> **YOUR OBJECTIVE**
When you print the records, keep every line identical to the original.

==========

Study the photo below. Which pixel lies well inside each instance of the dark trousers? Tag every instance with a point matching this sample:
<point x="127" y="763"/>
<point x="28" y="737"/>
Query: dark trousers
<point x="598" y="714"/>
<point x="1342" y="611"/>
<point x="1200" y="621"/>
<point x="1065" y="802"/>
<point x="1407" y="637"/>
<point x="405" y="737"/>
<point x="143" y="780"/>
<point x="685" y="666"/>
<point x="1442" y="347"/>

==========

> **WRITTEN SOLUTION**
Study the photo below. Which pixel lies well inside each instance of the dark trousers? Tag every instance with a point matching this sample:
<point x="127" y="763"/>
<point x="28" y="737"/>
Query: dark trousers
<point x="598" y="714"/>
<point x="1342" y="611"/>
<point x="1200" y="621"/>
<point x="1065" y="802"/>
<point x="1407" y="637"/>
<point x="405" y="737"/>
<point x="143" y="780"/>
<point x="685" y="666"/>
<point x="1442" y="347"/>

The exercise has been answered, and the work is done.